Records from a dataset
☆ ☆ ☆ ☆

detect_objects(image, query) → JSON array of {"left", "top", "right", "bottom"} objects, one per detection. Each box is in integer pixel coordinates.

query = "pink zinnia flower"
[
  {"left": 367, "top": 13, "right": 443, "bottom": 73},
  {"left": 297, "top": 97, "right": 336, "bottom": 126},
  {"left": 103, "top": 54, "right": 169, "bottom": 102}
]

☆ ☆ ☆ ☆

=== INSTRUCTIONS TO FOLLOW ===
Copy every line of the records word for word.

=== EXERCISE RESPONSE ===
detect_objects(image, query) → JSON array of {"left", "top", "right", "bottom"} objects, one per detection. Each box is in integer pixel coordinates.

query = "pink zinnia flower"
[
  {"left": 367, "top": 13, "right": 443, "bottom": 73},
  {"left": 297, "top": 97, "right": 336, "bottom": 126},
  {"left": 103, "top": 54, "right": 169, "bottom": 102}
]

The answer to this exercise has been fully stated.